### Recorded data

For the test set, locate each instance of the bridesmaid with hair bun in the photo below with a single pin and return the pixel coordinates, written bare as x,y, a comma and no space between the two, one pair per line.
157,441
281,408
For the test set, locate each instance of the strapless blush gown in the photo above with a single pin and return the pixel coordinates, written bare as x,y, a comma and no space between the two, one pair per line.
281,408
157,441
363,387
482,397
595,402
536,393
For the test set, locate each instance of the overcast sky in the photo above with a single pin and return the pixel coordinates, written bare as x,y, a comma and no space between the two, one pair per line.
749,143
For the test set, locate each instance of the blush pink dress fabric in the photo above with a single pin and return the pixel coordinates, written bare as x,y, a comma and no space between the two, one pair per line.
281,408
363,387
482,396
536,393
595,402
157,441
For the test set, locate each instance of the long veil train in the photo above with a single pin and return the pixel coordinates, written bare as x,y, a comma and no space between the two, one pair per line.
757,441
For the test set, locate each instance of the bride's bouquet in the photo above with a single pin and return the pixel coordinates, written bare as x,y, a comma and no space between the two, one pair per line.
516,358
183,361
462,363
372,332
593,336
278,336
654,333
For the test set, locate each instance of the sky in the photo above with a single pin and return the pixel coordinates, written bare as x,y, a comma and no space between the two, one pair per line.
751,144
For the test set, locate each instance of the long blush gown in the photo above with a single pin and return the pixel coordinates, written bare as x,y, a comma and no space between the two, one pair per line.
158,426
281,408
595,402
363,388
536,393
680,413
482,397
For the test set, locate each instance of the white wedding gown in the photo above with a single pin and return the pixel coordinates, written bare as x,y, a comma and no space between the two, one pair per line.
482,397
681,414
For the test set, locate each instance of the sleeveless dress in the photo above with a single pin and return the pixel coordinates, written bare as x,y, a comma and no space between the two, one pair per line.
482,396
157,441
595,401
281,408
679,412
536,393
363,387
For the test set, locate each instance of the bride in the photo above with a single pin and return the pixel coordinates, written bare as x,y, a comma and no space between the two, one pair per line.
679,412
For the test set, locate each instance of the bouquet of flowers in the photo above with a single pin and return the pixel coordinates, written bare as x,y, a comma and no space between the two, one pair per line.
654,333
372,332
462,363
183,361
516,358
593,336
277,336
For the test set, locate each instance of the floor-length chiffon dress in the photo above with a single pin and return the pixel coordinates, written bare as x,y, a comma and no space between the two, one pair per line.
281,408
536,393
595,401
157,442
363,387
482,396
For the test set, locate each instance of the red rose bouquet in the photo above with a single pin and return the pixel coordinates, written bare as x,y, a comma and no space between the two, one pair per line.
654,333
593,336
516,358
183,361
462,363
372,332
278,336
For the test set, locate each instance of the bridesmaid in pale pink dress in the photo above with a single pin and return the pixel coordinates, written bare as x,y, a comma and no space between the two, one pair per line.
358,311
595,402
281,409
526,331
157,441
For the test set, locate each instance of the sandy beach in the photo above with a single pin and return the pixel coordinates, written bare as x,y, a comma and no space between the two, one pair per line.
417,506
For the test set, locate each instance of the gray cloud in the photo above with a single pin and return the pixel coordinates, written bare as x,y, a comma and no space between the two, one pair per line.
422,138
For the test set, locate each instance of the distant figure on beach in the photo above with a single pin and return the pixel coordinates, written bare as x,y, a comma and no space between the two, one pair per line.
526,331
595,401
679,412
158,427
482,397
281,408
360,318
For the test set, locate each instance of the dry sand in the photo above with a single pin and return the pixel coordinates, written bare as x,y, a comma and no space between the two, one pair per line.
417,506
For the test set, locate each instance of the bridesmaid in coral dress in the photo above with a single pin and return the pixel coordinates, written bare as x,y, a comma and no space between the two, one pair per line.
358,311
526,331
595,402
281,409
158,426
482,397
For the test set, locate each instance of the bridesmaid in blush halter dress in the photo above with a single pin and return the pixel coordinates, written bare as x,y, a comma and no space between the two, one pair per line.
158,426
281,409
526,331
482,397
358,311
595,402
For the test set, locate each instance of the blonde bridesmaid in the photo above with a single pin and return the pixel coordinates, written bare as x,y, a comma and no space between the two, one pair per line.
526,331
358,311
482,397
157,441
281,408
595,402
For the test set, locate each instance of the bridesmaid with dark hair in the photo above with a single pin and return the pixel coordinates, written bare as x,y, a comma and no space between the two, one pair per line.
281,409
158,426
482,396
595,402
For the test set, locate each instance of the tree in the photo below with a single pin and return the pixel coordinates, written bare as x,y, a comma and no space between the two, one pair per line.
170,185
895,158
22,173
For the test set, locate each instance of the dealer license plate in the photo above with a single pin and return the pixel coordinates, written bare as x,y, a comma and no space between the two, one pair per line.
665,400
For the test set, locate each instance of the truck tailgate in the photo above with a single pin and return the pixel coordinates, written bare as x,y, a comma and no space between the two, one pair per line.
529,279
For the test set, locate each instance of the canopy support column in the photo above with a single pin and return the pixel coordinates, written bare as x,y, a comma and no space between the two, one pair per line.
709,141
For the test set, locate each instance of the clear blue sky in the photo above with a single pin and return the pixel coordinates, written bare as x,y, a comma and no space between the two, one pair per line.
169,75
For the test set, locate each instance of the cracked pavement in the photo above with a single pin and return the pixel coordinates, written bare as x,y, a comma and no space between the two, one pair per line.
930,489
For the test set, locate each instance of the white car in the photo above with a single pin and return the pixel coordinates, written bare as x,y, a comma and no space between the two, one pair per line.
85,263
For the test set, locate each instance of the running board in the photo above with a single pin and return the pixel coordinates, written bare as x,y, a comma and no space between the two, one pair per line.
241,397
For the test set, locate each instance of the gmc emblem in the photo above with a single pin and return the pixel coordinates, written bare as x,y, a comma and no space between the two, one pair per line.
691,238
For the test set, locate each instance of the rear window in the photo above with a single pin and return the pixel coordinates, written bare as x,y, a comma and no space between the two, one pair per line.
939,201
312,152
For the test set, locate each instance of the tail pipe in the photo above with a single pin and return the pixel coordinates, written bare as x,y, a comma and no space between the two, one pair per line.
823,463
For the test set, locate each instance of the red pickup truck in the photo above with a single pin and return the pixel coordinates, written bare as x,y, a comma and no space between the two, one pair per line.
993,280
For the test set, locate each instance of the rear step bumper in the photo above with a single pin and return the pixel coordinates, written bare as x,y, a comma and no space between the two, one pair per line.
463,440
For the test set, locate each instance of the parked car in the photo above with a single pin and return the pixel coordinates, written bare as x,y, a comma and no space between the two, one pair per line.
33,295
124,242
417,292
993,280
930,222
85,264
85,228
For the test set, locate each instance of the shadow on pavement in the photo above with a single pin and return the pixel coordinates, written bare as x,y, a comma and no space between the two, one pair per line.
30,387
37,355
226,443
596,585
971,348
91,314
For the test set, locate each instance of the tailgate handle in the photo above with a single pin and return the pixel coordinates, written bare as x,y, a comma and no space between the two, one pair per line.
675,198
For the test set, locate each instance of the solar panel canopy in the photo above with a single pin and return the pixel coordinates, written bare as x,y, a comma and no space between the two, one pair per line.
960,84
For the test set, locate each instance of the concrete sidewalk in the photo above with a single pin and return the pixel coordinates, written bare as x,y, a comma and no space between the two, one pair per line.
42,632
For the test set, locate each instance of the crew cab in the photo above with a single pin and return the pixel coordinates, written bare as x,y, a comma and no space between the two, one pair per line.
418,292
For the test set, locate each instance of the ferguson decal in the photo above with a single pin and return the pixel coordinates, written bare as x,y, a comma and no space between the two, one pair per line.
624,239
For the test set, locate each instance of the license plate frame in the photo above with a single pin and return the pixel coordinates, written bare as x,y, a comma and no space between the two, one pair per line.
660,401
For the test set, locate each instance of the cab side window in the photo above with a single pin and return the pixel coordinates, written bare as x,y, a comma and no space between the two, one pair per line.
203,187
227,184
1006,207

######

## Directions for this task
Repeat every line of the records above, keeping each one word for word.

## Solution
For the test set, locate each instance of the bridesmaid with hair bun in the photo below with a single pin and return the pixel coordinates, written bare as x,y, a comma and no space between the two, one pair per line.
157,441
281,408
For the test set, locate each instance of the strapless blush gown in the photo above with a single pin and return the pixel coordinates, written bare as x,y, a comma and no space between the two, one pair per line.
281,408
157,441
363,387
482,397
595,402
536,393
For the test set, locate each instance of the overcast sky in the photo above with a single pin and return the pixel coordinates, written bare as x,y, a comma and no space between the two, one pair per line.
749,143
For the test set, locate each instance of the blush pink dress fabric in the photo above with a single pin and return the pixel coordinates, written bare as x,y, a comma and no space between the two, one pair per line.
281,408
363,387
482,396
536,393
595,402
157,441
For the test set, locate each instance of the long veil train in the photo above with a single pin and return the pixel coordinates, written bare as x,y, a comma and no space between the two, one pair per line.
757,441
For the test set, locate each instance of the bride's bouquet in the photo above with a single pin and return the pixel coordinates, written bare as x,y, a comma and no space between the two, one pair per line.
516,358
183,361
462,363
372,332
593,336
278,336
654,333
For the test set, locate each instance of the sky in the photo above with a single pin and return the pixel coordinates, written bare as x,y, a comma and no space between the two, one pair per line.
751,144
For the test set, locate each instance of the long blush gown in the photo above with a single pin and return the pixel coordinates, written bare as x,y, a comma and no space between the two, one pair per line.
158,426
281,408
595,402
363,388
536,393
680,413
482,397
For the test set, locate each instance of the white wedding gown in the photo above with a single pin and return the pixel coordinates, written bare as x,y, a comma and no space between the two, one pair per line.
482,397
681,414
For the test set, locate each instance of the sleeveless dress in the photo above with a single pin and return the pixel coordinates, written bare as x,y, a comma and no space between the two, one pair per line.
482,396
157,441
595,401
281,408
679,412
536,393
363,387
For the test set, locate each instance of the bride in the photo above with a single pin and return the pixel coordinates, written bare as x,y, a comma and no space between the two, one pair per line.
679,412
For the test set, locate each instance of the bouquet of flowers in the photo above with a single pin and return the pixel coordinates, written bare as x,y, a comma and no space between the two, one pair per line.
654,333
372,332
462,363
183,361
516,358
593,336
277,336
For the test set, locate each instance of the floor-length chiffon dress in the photo above with a single pin and return the pixel coordinates, written bare as x,y, a comma and no space between the two, one pair per line.
281,408
536,393
595,401
157,442
363,387
482,396
For the test set, locate each instance of the red rose bouquet in the photo above with a single pin and return the pixel coordinates, written bare as x,y, a comma and no space between the two, one pair per line.
654,333
593,336
516,358
183,361
462,363
372,332
278,336
For the test set, locate each instance of the bridesmaid in pale pink dress in the photo above with a single pin and return the pixel coordinates, written bare as x,y, a comma and no space between the two, one pair per line.
358,311
595,402
281,409
526,331
157,441
For the test set, locate each instance of the sandy beach in the photo above with a single pin and return the pixel coordinates, written bare as x,y, a comma and no space between the two, one pair per line.
417,506
For the test set, locate each instance of the gray cloud in the photo above with a single pin and return the pixel coordinates, written bare as x,y, a comma and no space between the two, one pair per line.
422,138
For the test set, locate each instance of the distant figure on beach in the photo above with a single pin and return the pixel coordinates, written bare as x,y, a comma and no space between the two, one pair per line.
526,331
595,401
679,412
158,427
482,397
281,408
360,318
For the test set, locate each instance of the dry sand in the photo above with a single pin and return the pixel coordinates, written bare as x,y, a comma and no space between the two, one pair per line.
417,506
For the test set, locate each instance of the bridesmaid in coral dress in the photo above with a single pin and return the pixel coordinates, written bare as x,y, a comma and no space between the two, one pair per line.
358,311
526,331
595,402
281,409
158,426
482,397
For the test set, locate each instance of the bridesmaid in blush halter dress in the photo above with a single pin and return the pixel coordinates, written bare as x,y, a comma and no space between the two, one pair per line.
158,426
281,409
526,331
482,397
358,311
595,402
For the test set, locate each instance of the blonde bridesmaid in the photo above with a single pin and return the pixel coordinates, written bare as x,y, a comma and no space between the two, one pair per line.
526,331
358,311
482,397
157,441
281,408
595,402
For the test set, locate each instance of the bridesmaid with dark hair in the photo above with a single pin and return the pixel coordinates, written bare as x,y, a comma and no space between the two, one pair per line.
281,409
158,426
482,396
595,402
For the test set, locate each instance of the tree in the photo below with a single pin and return the pixel coordinates, written bare as x,y, a comma and no space between the two, one pair per line.
170,185
895,158
22,173
For the test set, locate each instance of the dealer license plate in the photo above with a single pin and return the pixel coordinates, written bare as x,y, a comma and no space between the two, one pair per line.
665,400
For the test set, locate each instance of the truck tailgate in the photo above with a single pin and return the pixel coordinates, written bare as x,y, a comma and no space between the two, one pair per line.
529,279
For the test set, locate each instance of the canopy support column in the photo above with a single pin and return the pixel coordinates, written bare as x,y, a comma and no space between the two, one pair per line.
709,141
For the test set, locate each instance of the clear blue sky in the photo above with a single pin and return the pixel coordinates, written bare as x,y, a comma and no space between the two, one pair per line.
169,75
For the test set, locate each instance of the cracked pavement in the photo above with a single pin and return the pixel coordinates, written bare as x,y, a comma and no space between the two, one pair per line.
930,489
For the test set, locate each instance of the white car in the photo above with a single pin and return the pixel coordinates, written bare as x,y, a comma and no space between the two, one pair per line.
85,263
For the test set, locate each instance of the running board in the photo above with a single pin and return the pixel coordinates, written bare as x,y, a comma and no space between the two, one pair per line.
241,397
For the test set, locate each instance of the gmc emblem in the photo above with a single pin and return the pixel coordinates, written bare as x,y, a comma and no space between the two, one pair per line.
691,238
For the test set, locate each instance of the rear window in the photo above with a single pin and return the pixel coordinates, written bare as x,y, a comma and no space between the two, one pair per line.
939,201
312,152
For the test set, locate each instance of the tail pipe in the photo above with a single pin and return the pixel coordinates, written bare as x,y, a comma and no space between the two, one pair per line.
823,463
For the test set, locate each instance of the red pickup truck in the photo above with a single pin and return the pixel coordinates, written bare as x,y, a comma and no space between the two, one pair per line.
993,280
For the test set, locate each instance of the rear step bumper in the photo above with a single pin and return the pixel coordinates, written bare as x,y, a comma and no space between the two, one pair per line.
463,440
For the test set, locate each instance of the parked car in the photo above with a single pin and return the pixel coordinates, written bare as x,y, a comma and no space between the two, one pair per line.
33,295
124,242
417,292
993,280
930,222
85,264
85,228
For the test set, locate each instance of the shadow on pavement in the photo above with a single pin and return the pixel coordinates, written bare as x,y, a comma and no space between the two, one pair per line.
30,387
37,355
226,443
596,585
971,348
91,314
For the test set, locate each instance of the tailgate handle in the photo above with a single pin and return the pixel coordinates, written bare as x,y, a comma and no space between the two, one pair per line.
675,198
For the test set, locate each instance of the solar panel canopy in the photo above with a single pin and return the pixel coordinates, written bare as x,y, a comma and no space between the two, one pair per line.
960,84
For the test set, locate each instance of the concrete sidewalk in the photo above with a single pin and return the pixel coordinates, written bare as x,y, a comma and no space between the two, one pair per line.
42,632
For the test set, locate each instance of the crew cab in the photo above with a single pin and return the pixel coordinates, written bare as x,y, a comma and no space between the two, one pair per line.
418,292
For the test set, locate each instance of the ferguson decal in the photo above with a single pin and return the pixel coordinates, written bare as x,y, a comma and no space between the two, one pair per line.
624,239
For the test set, locate each instance of the license plate frame in the photo above with a single pin and return the pixel coordinates, written bare as x,y, a comma and no space between the two, one pair per line.
660,401
For the test set, locate each instance of the cab side window in the photo above with a single pin and return the pixel coordinates, written bare as x,y, a comma and no space between the two, one pair per line.
203,187
227,184
1006,207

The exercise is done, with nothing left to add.